**What to produce:** What you return should be every record, retyped without a single change.

**Recorded data:**

*** Block opens ***

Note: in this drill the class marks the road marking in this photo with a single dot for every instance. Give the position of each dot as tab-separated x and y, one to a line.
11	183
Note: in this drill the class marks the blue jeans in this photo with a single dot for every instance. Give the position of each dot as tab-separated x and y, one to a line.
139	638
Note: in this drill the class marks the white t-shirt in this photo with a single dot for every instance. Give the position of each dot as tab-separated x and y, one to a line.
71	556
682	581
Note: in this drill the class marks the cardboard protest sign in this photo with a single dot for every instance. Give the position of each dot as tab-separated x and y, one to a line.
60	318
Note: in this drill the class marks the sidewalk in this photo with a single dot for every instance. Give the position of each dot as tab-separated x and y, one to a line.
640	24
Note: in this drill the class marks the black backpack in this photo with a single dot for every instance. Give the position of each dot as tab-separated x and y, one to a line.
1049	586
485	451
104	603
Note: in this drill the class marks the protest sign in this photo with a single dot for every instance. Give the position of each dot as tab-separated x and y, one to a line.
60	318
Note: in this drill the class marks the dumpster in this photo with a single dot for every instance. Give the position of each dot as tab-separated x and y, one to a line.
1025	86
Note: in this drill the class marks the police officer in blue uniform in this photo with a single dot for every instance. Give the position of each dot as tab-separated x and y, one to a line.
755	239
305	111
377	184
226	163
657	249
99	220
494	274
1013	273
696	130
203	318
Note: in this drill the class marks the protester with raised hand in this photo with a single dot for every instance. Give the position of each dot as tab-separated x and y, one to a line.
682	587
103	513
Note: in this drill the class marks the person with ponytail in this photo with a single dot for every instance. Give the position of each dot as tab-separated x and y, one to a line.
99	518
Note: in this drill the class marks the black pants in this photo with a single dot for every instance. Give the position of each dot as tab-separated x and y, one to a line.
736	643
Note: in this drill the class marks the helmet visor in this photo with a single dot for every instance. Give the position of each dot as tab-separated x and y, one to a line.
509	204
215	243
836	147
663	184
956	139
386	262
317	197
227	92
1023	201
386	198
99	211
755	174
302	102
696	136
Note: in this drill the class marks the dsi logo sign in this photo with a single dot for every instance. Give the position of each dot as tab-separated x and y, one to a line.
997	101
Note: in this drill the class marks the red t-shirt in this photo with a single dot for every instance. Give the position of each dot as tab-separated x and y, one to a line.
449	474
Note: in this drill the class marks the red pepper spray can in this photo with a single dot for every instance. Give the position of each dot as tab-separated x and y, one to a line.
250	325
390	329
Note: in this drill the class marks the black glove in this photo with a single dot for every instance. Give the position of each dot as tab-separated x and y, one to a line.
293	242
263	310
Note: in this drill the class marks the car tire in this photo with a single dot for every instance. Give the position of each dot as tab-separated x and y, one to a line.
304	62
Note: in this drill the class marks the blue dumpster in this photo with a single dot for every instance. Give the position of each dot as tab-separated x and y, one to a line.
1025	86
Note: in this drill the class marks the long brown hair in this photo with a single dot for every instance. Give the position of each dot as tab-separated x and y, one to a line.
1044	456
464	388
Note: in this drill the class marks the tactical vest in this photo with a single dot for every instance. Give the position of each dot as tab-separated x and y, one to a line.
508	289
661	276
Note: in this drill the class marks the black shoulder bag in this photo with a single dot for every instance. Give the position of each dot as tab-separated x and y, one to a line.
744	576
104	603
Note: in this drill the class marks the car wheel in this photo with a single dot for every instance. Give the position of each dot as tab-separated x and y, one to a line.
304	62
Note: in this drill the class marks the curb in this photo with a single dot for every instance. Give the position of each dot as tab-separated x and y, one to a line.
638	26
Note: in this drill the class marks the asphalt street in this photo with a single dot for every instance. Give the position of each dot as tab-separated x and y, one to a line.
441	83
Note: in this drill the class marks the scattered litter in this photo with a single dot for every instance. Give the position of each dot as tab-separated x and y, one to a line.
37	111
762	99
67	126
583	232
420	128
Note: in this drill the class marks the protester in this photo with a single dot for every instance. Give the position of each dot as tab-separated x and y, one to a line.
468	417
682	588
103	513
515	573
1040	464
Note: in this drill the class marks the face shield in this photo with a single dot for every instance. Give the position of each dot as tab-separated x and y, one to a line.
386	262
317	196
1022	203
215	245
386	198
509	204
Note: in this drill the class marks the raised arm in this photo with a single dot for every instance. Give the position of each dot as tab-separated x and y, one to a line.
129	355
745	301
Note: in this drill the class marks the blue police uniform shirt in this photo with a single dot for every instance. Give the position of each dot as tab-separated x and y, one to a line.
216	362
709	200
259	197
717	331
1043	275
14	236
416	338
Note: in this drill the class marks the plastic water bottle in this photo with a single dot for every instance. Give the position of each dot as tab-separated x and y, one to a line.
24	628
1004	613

*** Block closes ***

**Written solution:**
Note: in this drill the class marks the road marking in this photo with a single dot for every instance. Give the position of each dot as tab-separated x and y, one to a line.
11	183
Note: in this drill the class marks the blue jeans in this photo with a single dot for every instance. Give the position of each dot as tab-separated x and y, one to a line.
139	638
Note: in this drill the class marks the white t-shirt in this photo with a single dot for every instance. Give the position of each dot as tab-separated x and y, one to a line.
71	556
682	581
Note: in this drill the class marks the cardboard protest sign in this photo with a single dot for every instance. Give the position of each dot as tab-separated x and y, one to a line.
60	318
Note: in this drill the class marks the sidewalk in this photo with a single dot for every instance. Give the position of each dot as tab-separated x and y, one to a line.
640	24
Note: in this drill the class marks the black backpack in this photo with a single dot for every instance. Give the position of each dot as tab-separated x and y, one to a line.
1049	586
485	451
104	603
Note: in this drill the class marks the protest sign in this photo with a single dot for every instance. Give the position of each dot as tab-separated x and y, one to a line.
60	318
Note: in this drill the class marks the dumpster in this photo with a single dot for every instance. Give the position of each dot as tab-separated x and y, one to a line.
1025	86
Note: in this drill the class marks the police officer in blue uniform in this photo with a single dot for every instance. Give the position of each dot as tab-separated x and y, one to a line.
755	239
305	111
377	184
226	163
657	249
99	220
494	274
1013	273
696	130
203	318
Note: in this drill the class marks the protester with raised hand in this photo with a single dot for every instance. Give the position of each dot as tab-separated x and y, one to a line.
682	587
103	513
Note: in this drill the class marks the person with ponytail in this photo with a single dot for every instance. Give the position of each dot as tab-separated x and y, one to a line.
99	518
Note: in this drill the class marks the black pants in this photo with a single dot for every instance. Give the position of each dot as tab-separated x and y, one to a line.
736	643
Note: in this drill the class marks the helmet visor in this photo with a single dot for every instance. Give the position of each dot as tab-separated x and y, one to a line.
509	204
215	243
836	147
663	184
956	139
386	262
317	197
227	92
1023	201
386	198
99	211
755	174
302	102
696	136
Note: in this drill the class marks the dsi logo sign in this photo with a single dot for every instance. Give the position of each dot as tab-separated x and y, one to a line.
997	101
Note: in this drill the class marks the red t-shirt in this photo with a single dot for every instance. Give the position of each dot as tab-separated x and y, one to a line.
449	474
Note: in this drill the class marks the red pepper spray can in this photo with a single dot for every instance. Give the position of each dot as tab-separated x and y, one to a line.
250	325
390	329
Note: in this drill the class marks the black glove in this photo with a single dot for every instance. Give the position of each dot as tab-separated x and y, one to a line.
293	242
263	310
Note: in this drill the class marks the car tire in this photo with a single dot for every instance. Give the position of each dot as tab-separated x and y, one to a line.
304	62
Note: in this drill the class marks the blue dumpster in this photo with a single dot for every instance. Give the position of each dot as tab-separated x and y, one to a line.
1025	86
Note: in this drill the class marks the long brown hair in this photo with a single dot for every instance. Give the position of each dot as tab-separated x and y, one to a line.
1044	456
464	388
Note: in this drill the class marks the tactical vest in this photo with a single dot for every instance. Give the position of each dot as tab-separated x and y, one to a line.
508	289
661	276
Note: in this drill the class marks the black shoulder bag in this photo with a single dot for every instance. Give the position of each dot as tab-separated x and y, one to a line.
744	576
104	603
Note: in this drill the class marks the car wheel in this photo with a single dot for every instance. Give the position of each dot as tab-separated x and y, one to a line.
304	62
Note: in this drill the class marks the curb in this photo with a single dot for every instance. Give the position of each dot as tab-separated x and y, one to a line.
638	26
Note: in this drill the class marks the asphalt street in this photo with a single dot for every instance. Give the position of each dot as tab-separated x and y, one to a line.
441	83
Note: in this drill the class marks the scattered litter in this photo with a single dot for every instance. Give the position of each dot as tab-separated x and y, one to a line.
37	111
762	99
67	126
583	232
420	128
Note: in this drill the class marks the protester in this photo with a single dot for every instance. Give the position of each dot as tab-separated x and y, one to a line.
468	417
682	588
103	513
515	573
1040	464
Note: in this drill the class marks the face shield in this photo with a single dot for every instance. Give the position of each dot as tab-separated x and y, one to a line.
386	262
317	196
1022	203
215	245
386	198
509	204
Note: in this drill the class marks the raised arm in this photo with a single dot for every instance. Give the position of each dot as tab-separated x and y, one to a line.
129	355
745	301
Note: in this drill the class marks the blue police uniform shirt in this photo with a single dot for every instance. Give the position of each dot as tab-separated x and y, one to a line.
216	362
709	200
259	197
717	331
1043	275
14	236
416	338
Note: in this drill the class marks the plastic water bottle in this photo with a single dot for every instance. Give the position of each dot as tab-separated x and y, one to a line.
24	628
1004	613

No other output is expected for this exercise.